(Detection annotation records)
+++

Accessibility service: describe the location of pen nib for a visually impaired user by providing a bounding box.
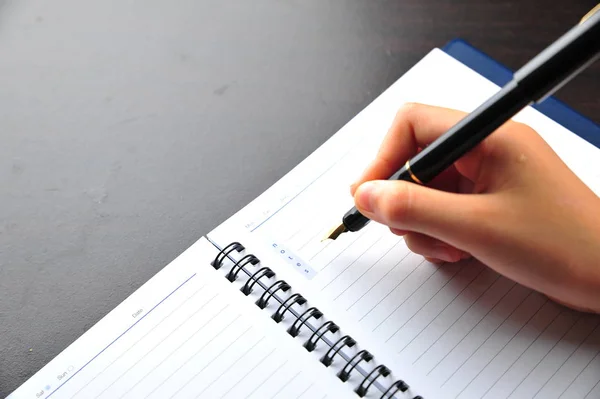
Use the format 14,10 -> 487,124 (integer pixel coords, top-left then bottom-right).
321,223 -> 346,242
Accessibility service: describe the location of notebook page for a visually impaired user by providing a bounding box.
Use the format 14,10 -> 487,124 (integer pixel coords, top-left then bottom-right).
209,50 -> 600,398
9,239 -> 353,399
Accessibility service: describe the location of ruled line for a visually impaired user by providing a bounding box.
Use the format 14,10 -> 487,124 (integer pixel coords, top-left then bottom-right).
169,324 -> 252,398
398,269 -> 500,356
146,312 -> 240,398
113,302 -> 229,398
346,251 -> 412,312
220,348 -> 277,398
296,382 -> 315,399
358,259 -> 428,322
457,300 -> 560,396
70,285 -> 211,398
412,283 -> 518,368
321,235 -> 381,291
436,292 -> 545,387
271,371 -> 302,399
333,240 -> 402,304
385,267 -> 484,343
504,316 -> 581,396
559,351 -> 600,398
319,229 -> 367,272
371,266 -> 448,332
533,323 -> 600,397
192,336 -> 265,398
246,360 -> 288,398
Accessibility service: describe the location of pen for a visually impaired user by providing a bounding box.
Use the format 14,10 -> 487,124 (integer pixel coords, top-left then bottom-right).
325,5 -> 600,240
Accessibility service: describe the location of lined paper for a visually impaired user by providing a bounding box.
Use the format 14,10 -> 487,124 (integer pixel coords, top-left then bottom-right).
10,239 -> 352,399
211,50 -> 600,398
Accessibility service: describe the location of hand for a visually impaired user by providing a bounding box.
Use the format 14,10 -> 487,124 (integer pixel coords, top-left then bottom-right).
351,104 -> 600,312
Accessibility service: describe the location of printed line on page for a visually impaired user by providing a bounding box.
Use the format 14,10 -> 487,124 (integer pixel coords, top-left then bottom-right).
358,259 -> 426,324
192,336 -> 265,398
95,303 -> 227,398
506,316 -> 581,396
346,251 -> 412,314
457,300 -> 560,396
398,269 -> 500,356
385,267 -> 484,346
333,240 -> 402,302
321,236 -> 381,291
319,229 -> 367,273
533,323 -> 600,398
412,283 -> 516,368
271,371 -> 302,399
434,292 -> 544,387
70,285 -> 211,398
245,360 -> 288,398
46,273 -> 196,398
169,319 -> 252,398
221,348 -> 278,398
146,315 -> 240,398
371,266 -> 448,332
296,382 -> 315,399
559,353 -> 600,398
476,311 -> 563,396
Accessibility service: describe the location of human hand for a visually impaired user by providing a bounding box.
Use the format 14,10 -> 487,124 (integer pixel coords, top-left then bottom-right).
351,104 -> 600,312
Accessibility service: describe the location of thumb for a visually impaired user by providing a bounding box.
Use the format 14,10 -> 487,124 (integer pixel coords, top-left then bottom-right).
354,180 -> 483,249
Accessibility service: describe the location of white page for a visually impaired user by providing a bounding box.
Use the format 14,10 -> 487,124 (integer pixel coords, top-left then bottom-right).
209,49 -> 600,398
9,239 -> 354,399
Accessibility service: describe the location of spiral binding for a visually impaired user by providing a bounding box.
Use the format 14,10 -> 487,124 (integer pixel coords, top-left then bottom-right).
209,238 -> 423,399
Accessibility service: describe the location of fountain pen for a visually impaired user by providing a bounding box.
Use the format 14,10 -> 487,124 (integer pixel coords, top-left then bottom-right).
324,5 -> 600,240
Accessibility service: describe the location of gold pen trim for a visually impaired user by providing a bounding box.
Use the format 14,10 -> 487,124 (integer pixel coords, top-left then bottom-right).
405,161 -> 423,185
579,3 -> 600,24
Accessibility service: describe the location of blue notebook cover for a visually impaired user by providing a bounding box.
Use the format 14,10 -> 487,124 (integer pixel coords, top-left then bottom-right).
442,39 -> 600,148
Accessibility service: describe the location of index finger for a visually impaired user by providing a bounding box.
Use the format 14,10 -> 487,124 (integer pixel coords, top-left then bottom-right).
351,103 -> 466,195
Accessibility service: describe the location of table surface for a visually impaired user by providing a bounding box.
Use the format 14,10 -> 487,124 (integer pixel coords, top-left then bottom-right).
0,0 -> 600,397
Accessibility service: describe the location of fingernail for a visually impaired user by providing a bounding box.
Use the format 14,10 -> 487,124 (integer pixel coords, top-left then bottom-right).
355,182 -> 378,212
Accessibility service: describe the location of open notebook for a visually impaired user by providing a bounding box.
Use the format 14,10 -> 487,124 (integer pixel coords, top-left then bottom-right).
10,43 -> 600,399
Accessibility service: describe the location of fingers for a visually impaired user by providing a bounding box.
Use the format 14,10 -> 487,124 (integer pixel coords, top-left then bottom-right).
351,104 -> 480,195
354,180 -> 487,251
404,233 -> 469,263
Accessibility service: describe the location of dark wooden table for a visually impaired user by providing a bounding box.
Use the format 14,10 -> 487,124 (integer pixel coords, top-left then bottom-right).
0,0 -> 600,397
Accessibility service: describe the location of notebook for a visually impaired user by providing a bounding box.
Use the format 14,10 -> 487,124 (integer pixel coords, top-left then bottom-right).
9,41 -> 600,399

+++

# WHAT IS REQUIRED
Rewrite every item above, substituting "low-vision user" for each occurrence of "visually impaired user" and keeping all other wording unchanged. Leave the pictures out of your answer.

# EXERCISE RESPONSE
Accessibility service: describe the location of pen nib for a low-vision user by providing a bounding box.
Use the format 14,10 -> 487,124 (integer pixel coords, top-left then bottom-right).
321,223 -> 346,242
Accessibility service: describe the location of notebook page for a low-vision user by providing a bounding box.
Use the format 14,10 -> 487,124 (integer pixel coords, top-left then bottom-right).
209,50 -> 600,398
9,239 -> 353,399
Accessibility service: describe the location of ruled line for a low-vision user by providing a bounding box.
Use the format 14,10 -> 487,124 (integer pixel coords, top-left then bottom-right).
169,324 -> 252,398
398,269 -> 500,356
146,312 -> 240,398
113,302 -> 229,398
346,251 -> 412,312
220,348 -> 277,398
296,382 -> 315,399
358,259 -> 428,322
457,300 -> 560,396
70,285 -> 211,398
412,283 -> 518,368
321,235 -> 381,291
436,292 -> 545,387
271,371 -> 302,399
333,240 -> 402,304
385,267 -> 484,343
504,316 -> 581,396
559,351 -> 600,398
319,229 -> 367,272
371,266 -> 448,332
533,323 -> 600,397
192,336 -> 265,398
246,360 -> 288,398
Accessibility service: describe the location of pen for a low-vision user by providing a bounding box.
Use the format 14,10 -> 487,124 (integer pixel coords, top-left then bottom-right).
325,5 -> 600,240
Accessibility service: describe the location of lined paper for a low-vision user by providing a bounding box.
Use the format 14,10 -> 487,124 (integer pixel coords, top-left then bottom-right).
10,239 -> 352,399
211,50 -> 600,398
Accessibility service: describe the location of hand for a low-vision user by providing a bounding box.
Use the format 14,10 -> 487,124 (integer pixel coords, top-left then bottom-right).
351,104 -> 600,312
Accessibility service: describe the location of printed line on page for a low-vision user by providing a bounding box.
Use the format 14,10 -> 487,124 (integer pixel coords, top-left then bottom-right).
358,259 -> 426,324
192,336 -> 265,398
95,303 -> 227,398
506,316 -> 581,396
346,251 -> 412,314
457,300 -> 560,396
398,269 -> 500,356
385,267 -> 484,346
333,240 -> 402,302
321,236 -> 381,291
319,229 -> 367,273
533,323 -> 600,398
412,283 -> 516,368
271,371 -> 302,399
434,292 -> 544,387
70,285 -> 211,398
245,360 -> 288,398
46,273 -> 196,398
169,319 -> 252,398
221,348 -> 278,398
146,315 -> 240,398
371,266 -> 448,332
296,382 -> 315,399
559,353 -> 600,398
476,311 -> 563,396
Accessibility service: describe the location of human hand for a low-vision user by providing a bounding box.
Use the format 14,10 -> 487,124 (integer pixel coords, top-left then bottom-right).
351,104 -> 600,312
Accessibility service: describe the location of thumb for a low-vision user by providing a bounding box.
Use the format 14,10 -> 487,124 (integer pixel coords, top-left then bottom-right).
354,180 -> 483,249
Accessibility service: describe the location of white page for a low-vision user by providing a bounding box.
Use the format 14,10 -> 487,124 (integer pixel coords, top-left then bottom-right).
209,49 -> 600,398
9,239 -> 354,399
Accessibility service: describe the location of spiral binding for a low-vision user by providing a bounding box.
Use the format 14,10 -> 487,124 (integer pixel coords, top-left then bottom-right).
209,238 -> 423,399
Accessibility service: describe the location of fountain pen for a low-vision user by providing a bounding box.
Use the format 14,10 -> 487,124 (integer pixel coords, top-left then bottom-right).
324,5 -> 600,240
Accessibility service: describe the location of gold pen trim for a low-vision user by providing a bounding box.
Use the format 14,10 -> 487,124 (integer pixel coords, top-left then bottom-right).
405,161 -> 423,185
579,3 -> 600,24
Accessibility service: describe the location of blue notebook cover for a low-vision user by providing a bounding box.
Use the format 14,10 -> 487,124 (integer pixel coords, top-left then bottom-right).
442,39 -> 600,148
Accessibility service: describe the location of index finger for a low-vision user by providing a bounding box.
Use the format 14,10 -> 487,124 (integer pixel coords, top-left then bottom-right).
351,103 -> 466,195
Accessibility service: describe the location of table surface for a low-vision user by providing a bounding box.
Use the format 14,10 -> 487,124 (integer pixel coords, top-left then bottom-right).
0,0 -> 600,397
Accessibility service: describe the location of fingernail for a low-vision user by providing a bounding box.
Use the format 14,10 -> 487,124 (integer pixel coords, top-left then bottom-right).
355,182 -> 378,212
Accessibility service: describe the location of open notebook for a low-vision user by providing a bounding box.
Use the format 14,10 -> 487,124 (integer pixel coords, top-left then bottom-right).
10,43 -> 600,399
Accessibility service: describe the location of fingers for a low-vision user by providing a bounding box.
Use the format 14,10 -> 487,124 (integer pixel coords, top-left then bottom-right).
351,104 -> 480,195
354,180 -> 487,251
404,233 -> 469,263
Accessibility service: describe the location of dark wooden table for a low-vision user by providing a bounding box.
Use the format 14,10 -> 487,124 (integer pixel coords, top-left then bottom-right).
0,0 -> 600,397
Accessibility service: describe the location of notebook for a low-vision user by providing a bounding box.
Use the format 14,10 -> 487,124 (integer pixel coords, top-left then bottom-right).
9,41 -> 600,399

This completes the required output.